- [Exercise objective]: Exact copies of all the records are to be output.

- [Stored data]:
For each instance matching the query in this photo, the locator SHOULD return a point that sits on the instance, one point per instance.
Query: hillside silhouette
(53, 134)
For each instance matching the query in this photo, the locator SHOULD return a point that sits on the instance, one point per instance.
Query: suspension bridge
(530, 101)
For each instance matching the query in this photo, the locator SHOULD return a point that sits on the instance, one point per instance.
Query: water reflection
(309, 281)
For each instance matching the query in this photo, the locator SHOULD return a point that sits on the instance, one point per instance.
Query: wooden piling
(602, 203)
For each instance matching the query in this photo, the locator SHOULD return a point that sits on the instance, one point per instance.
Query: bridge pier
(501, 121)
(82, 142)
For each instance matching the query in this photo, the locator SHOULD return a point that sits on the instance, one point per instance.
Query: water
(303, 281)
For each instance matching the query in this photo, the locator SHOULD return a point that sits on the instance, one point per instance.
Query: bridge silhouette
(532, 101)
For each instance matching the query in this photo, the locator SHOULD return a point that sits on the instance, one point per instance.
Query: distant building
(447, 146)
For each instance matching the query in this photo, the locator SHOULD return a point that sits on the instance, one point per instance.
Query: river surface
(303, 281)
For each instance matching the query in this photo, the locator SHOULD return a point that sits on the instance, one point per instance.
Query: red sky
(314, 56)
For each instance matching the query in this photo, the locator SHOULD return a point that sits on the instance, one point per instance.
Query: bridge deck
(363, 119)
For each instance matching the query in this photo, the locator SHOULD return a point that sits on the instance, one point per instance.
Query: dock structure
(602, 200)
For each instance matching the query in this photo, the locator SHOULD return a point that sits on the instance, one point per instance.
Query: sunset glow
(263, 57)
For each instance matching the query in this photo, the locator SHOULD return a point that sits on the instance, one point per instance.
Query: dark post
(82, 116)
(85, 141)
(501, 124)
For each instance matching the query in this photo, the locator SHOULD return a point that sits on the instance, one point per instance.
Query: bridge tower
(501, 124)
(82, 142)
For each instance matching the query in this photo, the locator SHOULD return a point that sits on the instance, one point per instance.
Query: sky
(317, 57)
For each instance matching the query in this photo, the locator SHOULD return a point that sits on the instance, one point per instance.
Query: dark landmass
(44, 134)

- [Response to this exercise]:
For each instance matching the query in this photo, the locator SHOULD return a point that sits on the instance, one point per instance.
Query: hillside silhouette
(53, 134)
For each instance matching the query in this photo, the locator SHOULD return a point that sits on the instance, one point per instance.
Query: suspension bridge
(530, 101)
For each instance matching the query in this photo, the locator SHOULD return a point that sits on the instance, one point per instance.
Query: water reflection
(309, 281)
For each instance matching the query in this photo, the locator SHOULD return a point that sits on the instance, one point per instance.
Query: wooden piling
(602, 203)
For each instance matching the query in this photo, the locator SHOULD return a point that sits on the instance, one point per instance.
Query: bridge pier
(501, 121)
(82, 142)
For each instance matching the query in this photo, the locator SHOULD return a point that sits on the instance, one point per instance.
Query: water
(303, 281)
For each instance matching the query in this photo, the locator SHOULD return a point that sits on the instance, one point per instance.
Query: bridge silhouette
(532, 101)
For each instance matching the query in this photo, the locator SHOULD return a point that sits on the instance, one point per instance.
Query: distant building
(447, 146)
For each instance matching the query in this photo, the locator SHOULD return a point that sits on the instance, one point per instance.
Query: river surface
(303, 281)
For each instance matching the query in this photo, the locator SHOULD return a point that sits on the instance, one point per instance.
Query: red sky
(314, 56)
For each instance matching the query in this photo, the locator SHOULD return a point that sits on the instance, one point per instance.
Query: bridge deck
(363, 119)
For each instance matching the query in this photo, the locator SHOULD return a point that sits on the instance, one point per instance.
Query: dock structure
(602, 200)
For each instance matching the query in this photo, the locator SHOULD return a point that sits on the instance, one point per instance.
Query: sunset glow
(263, 57)
For each instance matching the query in this photo, the locator SHOULD return a point that sits on the instance, one point per instance.
Query: dark post
(82, 116)
(85, 141)
(501, 124)
For each instance matching the query in this photo, the locator SHOULD return a point that sits on the instance, one point per instance.
Query: bridge tower
(501, 124)
(82, 142)
For each instance matching the query in this photo, the locator SHOULD return a point that sits on the instance, one point per instance.
Query: sky
(317, 57)
For each instance matching the query in this photo, the locator SHOULD return a point that sits on the instance, one point per instance.
Query: dark landmass
(44, 134)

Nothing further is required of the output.